Collected data:
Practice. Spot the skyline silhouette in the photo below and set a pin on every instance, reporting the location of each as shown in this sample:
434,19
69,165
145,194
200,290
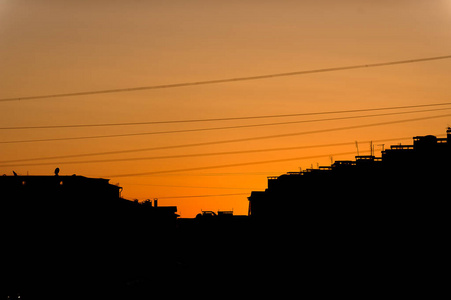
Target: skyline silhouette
391,208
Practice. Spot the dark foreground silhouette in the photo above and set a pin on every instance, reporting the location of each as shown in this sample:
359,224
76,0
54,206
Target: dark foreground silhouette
360,227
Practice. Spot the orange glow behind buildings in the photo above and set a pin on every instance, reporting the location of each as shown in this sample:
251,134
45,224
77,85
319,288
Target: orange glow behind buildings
54,47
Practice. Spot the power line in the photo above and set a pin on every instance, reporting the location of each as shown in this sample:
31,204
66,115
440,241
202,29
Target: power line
216,128
227,165
198,154
229,141
203,196
217,81
222,119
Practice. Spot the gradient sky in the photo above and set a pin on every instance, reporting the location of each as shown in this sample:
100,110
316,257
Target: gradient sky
51,47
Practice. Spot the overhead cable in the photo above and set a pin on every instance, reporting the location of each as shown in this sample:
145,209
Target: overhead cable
215,128
223,119
227,80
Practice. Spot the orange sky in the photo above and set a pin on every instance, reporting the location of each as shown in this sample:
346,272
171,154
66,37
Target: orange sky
51,47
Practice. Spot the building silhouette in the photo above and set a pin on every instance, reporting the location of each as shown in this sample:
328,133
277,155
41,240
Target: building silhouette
368,223
401,177
76,236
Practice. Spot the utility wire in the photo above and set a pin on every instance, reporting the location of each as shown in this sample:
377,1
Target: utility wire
227,165
203,196
199,154
216,128
229,141
217,81
222,119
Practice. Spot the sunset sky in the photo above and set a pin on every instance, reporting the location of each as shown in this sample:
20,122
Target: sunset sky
57,47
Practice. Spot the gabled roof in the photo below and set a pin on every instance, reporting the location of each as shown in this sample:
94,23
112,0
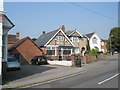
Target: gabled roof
12,39
18,43
89,35
7,22
70,32
43,39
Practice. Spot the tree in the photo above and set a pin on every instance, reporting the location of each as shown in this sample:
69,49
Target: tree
34,39
115,38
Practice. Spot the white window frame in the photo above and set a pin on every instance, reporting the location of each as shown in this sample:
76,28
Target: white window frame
51,48
62,49
78,49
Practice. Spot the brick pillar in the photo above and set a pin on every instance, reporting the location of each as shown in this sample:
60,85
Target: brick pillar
73,60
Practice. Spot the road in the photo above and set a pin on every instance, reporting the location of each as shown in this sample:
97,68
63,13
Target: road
102,77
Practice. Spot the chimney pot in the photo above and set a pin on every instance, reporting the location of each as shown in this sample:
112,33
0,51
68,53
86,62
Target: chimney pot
43,32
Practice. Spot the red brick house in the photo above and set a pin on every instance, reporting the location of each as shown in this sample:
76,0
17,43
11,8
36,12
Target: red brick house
56,44
12,39
25,50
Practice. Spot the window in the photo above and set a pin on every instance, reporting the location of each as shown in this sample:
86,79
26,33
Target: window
74,39
65,51
50,50
77,50
94,40
59,38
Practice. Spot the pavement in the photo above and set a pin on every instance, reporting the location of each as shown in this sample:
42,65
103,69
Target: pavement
32,75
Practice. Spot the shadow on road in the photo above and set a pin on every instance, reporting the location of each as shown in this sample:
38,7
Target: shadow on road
26,70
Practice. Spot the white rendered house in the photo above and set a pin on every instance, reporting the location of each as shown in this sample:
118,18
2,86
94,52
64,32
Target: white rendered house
94,41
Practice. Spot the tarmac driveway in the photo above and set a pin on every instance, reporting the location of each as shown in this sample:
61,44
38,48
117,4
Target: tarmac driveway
27,70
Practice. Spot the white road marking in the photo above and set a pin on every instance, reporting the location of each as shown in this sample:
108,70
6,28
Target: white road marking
108,78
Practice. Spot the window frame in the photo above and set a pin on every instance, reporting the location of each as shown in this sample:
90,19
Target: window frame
60,38
51,48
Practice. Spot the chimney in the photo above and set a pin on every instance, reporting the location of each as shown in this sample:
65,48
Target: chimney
63,28
17,35
43,33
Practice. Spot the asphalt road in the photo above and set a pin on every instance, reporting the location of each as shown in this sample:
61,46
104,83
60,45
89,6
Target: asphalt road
102,77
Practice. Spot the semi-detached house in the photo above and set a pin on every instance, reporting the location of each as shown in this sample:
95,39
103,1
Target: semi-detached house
61,44
56,44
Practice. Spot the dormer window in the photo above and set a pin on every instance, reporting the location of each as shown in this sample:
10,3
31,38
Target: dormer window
74,39
60,38
94,40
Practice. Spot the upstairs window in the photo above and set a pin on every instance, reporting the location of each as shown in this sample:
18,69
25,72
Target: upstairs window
94,40
60,38
74,39
50,50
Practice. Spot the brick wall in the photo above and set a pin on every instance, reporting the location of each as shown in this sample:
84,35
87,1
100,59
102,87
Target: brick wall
88,59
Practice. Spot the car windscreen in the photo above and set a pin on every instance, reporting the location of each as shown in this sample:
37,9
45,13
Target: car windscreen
12,59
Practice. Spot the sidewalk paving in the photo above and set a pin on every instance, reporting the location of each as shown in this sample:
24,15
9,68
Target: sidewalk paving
57,71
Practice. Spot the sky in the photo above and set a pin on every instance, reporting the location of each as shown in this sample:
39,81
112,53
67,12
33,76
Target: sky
31,18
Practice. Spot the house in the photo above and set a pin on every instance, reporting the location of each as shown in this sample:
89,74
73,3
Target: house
5,26
94,41
104,44
25,50
56,44
78,41
13,39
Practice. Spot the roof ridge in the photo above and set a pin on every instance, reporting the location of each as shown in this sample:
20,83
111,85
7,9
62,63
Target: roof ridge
18,42
51,31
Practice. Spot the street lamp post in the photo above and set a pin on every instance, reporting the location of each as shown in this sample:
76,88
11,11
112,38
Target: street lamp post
111,44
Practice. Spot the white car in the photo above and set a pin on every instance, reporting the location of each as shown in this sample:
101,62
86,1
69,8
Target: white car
12,63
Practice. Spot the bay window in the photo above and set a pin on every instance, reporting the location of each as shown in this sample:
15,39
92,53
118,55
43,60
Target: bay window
50,50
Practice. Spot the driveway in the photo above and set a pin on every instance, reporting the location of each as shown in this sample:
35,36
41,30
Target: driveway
27,70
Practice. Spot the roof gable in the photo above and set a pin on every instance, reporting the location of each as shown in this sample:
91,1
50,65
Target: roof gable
69,33
89,35
45,39
7,22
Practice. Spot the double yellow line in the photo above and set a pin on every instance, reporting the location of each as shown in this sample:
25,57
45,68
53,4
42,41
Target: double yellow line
62,77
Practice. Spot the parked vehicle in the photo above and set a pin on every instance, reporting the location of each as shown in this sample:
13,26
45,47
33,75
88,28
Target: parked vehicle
39,60
12,63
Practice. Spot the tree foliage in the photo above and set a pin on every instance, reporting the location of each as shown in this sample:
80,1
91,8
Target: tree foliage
115,37
34,39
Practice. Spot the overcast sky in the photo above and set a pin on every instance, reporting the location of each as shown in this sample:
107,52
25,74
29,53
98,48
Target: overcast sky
31,19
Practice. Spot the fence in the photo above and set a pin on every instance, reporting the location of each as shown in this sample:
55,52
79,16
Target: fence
88,59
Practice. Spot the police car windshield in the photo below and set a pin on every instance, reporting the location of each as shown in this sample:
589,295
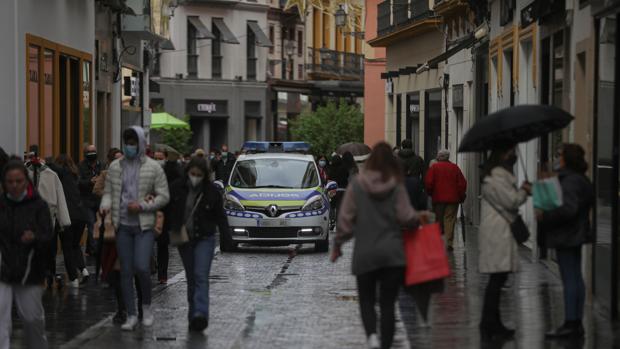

* [Exercise objective]: Copy out each line of the data containing the string "below".

* [Result of this task]:
Practice. Spot the skyline silhouette in the photo below and set a pin on every instance, reporting the location of each as shown in this sample:
Practice. Spot the gabled roof in the photo below and set a pin on every instance, reporting the location of each as shown in this sample:
Practice. Spot the police car windshield in the photo below and set a pin on every instance, reporting the location of each as shown in this sample:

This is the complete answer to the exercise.